## EXTRACTED TEXT
***
Each broker-dealer that receives Exchange Securities for its own
account pursuant to the Exchange Offer must acknowledge that it will deliver a
Prospectus in connection with any resale of such Exchange Securities as long as
required by law to do so. By so acknowledging and by delivering a Prospectus, a
broker-dealer will not be deemed to admit that it is an "underwriter" within the
meaning of the 1933 Act. The Prospectus, as it may be amended or supplemented
from time to time, may be used by a broker-dealer in connection with resales of
Exchange Securities received in exchange for Notes where such Exchange
Securities were acquired for its own account by such broker-dealer as a result
of market-making activities or other trading activities.
(b) In light of the above, notwithstanding the other provisions of
this Agreement, the Company agrees that the provisions of this Agreement as they
relate to a Shelf Registration shall also apply to an Exchange Offer
Registration to the extent, and with such reasonable modifications thereto as
may be, reasonably requested by the Placement Agents or by one or more
Participating Broker-Dealers, in each case as provided in clause (ii) below, in
order to expedite or facilitate the disposition of any Exchange Securities by
Participating Broker-Dealers consistent with the positions of the Staff recited
in Section 4(a) above; PROVIDED that:
(i) the Company shall not be required to amend or supplement the
Prospectus contained in the Exchange Offer Registration Statement, as would
otherwise be contemplated by Section 3(i), for a period exceeding 90 days
after the last Exchange Date (as such period may be extended pursuant to
the penultimate paragraph of Section 3 of this Agreement) and Participating
Broker-Dealers shall not be authorized by the Company to deliver and shall
not deliver such Prospectus after such period in connection with the
resales contemplated by this Section 4; and
(ii) the application of the Shelf Registration procedures set forth in
Section 3 of this Agreement to an Exchange Offer Registration, to the
extent not required by the positions of the Staff of the SEC or the 1933
Act and the rules and regulations thereunder, will be in conformity with
the reasonable request to the Company by the Placement Agents or with the
reasonable request in writing to the Company by one or more broker-dealers
who certify to the Placement Agents and the Company in writing
14
that they anticipate that they will be Participating Broker-Dealers; and
PROVIDED FURTHER that, in connection with such application of the Shelf
Registration procedures set forth in Section 3 to an Exchange Offer
Registration, the Company shall be obligated (x) to deal only with one
entity representing the Participating Broker-Dealers, which shall be Xxxxxx
Xxxxxxx & Co. Incorporated unless it elects not to act as such
representative, (y) to pay the fees and expenses of only one counsel
representing the Participating Broker-Dealers, which shall be counsel to
the Placement Agents unless such counsel elects not to so act and (z) to
cause to be delivered only one, if any, "cold comfort" letter with respect
to the Prospectus in the form existing on the last Exchange Date and with
respect to each subsequent amendment or supplement, if any, effected during
the period specified in clause (i) above.
(c) The Placement Agents shall have no liability to the Company or
any Holder with respect to any request that it may make pursuant to Section 4(b)
***
## EXCERPTED DATA
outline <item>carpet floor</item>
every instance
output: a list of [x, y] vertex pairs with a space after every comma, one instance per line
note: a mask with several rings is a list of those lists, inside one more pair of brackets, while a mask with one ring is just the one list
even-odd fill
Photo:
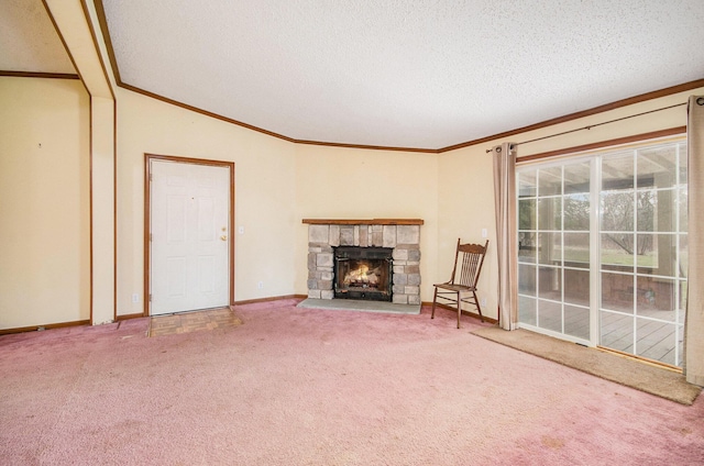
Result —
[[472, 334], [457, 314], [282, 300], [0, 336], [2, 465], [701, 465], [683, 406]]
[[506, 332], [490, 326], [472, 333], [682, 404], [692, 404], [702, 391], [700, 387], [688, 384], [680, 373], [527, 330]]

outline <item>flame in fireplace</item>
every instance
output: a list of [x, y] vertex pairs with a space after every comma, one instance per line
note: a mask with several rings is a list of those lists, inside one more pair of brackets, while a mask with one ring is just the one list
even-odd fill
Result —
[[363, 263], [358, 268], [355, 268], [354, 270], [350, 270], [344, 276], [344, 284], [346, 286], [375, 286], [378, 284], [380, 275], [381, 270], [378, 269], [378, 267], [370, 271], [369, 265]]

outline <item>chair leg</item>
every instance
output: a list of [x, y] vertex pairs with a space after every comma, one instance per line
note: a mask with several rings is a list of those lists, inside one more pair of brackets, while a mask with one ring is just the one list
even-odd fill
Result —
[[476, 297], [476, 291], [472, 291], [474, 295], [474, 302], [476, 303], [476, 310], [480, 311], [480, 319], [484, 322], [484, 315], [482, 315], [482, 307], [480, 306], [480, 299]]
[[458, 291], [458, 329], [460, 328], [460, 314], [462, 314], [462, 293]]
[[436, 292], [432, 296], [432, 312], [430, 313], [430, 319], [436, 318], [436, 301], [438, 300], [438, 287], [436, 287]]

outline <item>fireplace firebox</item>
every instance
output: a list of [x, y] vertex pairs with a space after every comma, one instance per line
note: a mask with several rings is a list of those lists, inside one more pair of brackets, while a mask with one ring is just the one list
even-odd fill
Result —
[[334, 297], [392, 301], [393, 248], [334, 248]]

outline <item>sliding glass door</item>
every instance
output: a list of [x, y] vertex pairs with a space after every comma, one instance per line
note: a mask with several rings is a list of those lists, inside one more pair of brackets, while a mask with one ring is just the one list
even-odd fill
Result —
***
## COMPLETE THE FOLLOWING
1. In the agreement excerpt, beyond how many days after the last Exchange Date is the Company not required to amend or supplement the Prospectus?
2. Please print the agreement excerpt between "Each broker-dealer that" and "other trading activities.", inclusive.

## ANSWERS TO THE TASKS
1. 90 days, a period that may be extended under the penultimate paragraph of Section 3.

2.
Each broker-dealer that receives Exchange Securities for its own
account pursuant to the Exchange Offer must acknowledge that it will deliver a
Prospectus in connection with any resale of such Exchange Securities as long as
required by law to do so. By so acknowledging and by delivering a Prospectus, a
broker-dealer will not be deemed to admit that it is an "underwriter" within the
meaning of the 1933 Act. The Prospectus, as it may be amended or supplemented
from time to time, may be used by a broker-dealer in connection with resales of
Exchange Securities received in exchange for Notes where such Exchange
Securities were acquired for its own account by such broker-dealer as a result
of market-making activities or other trading activities.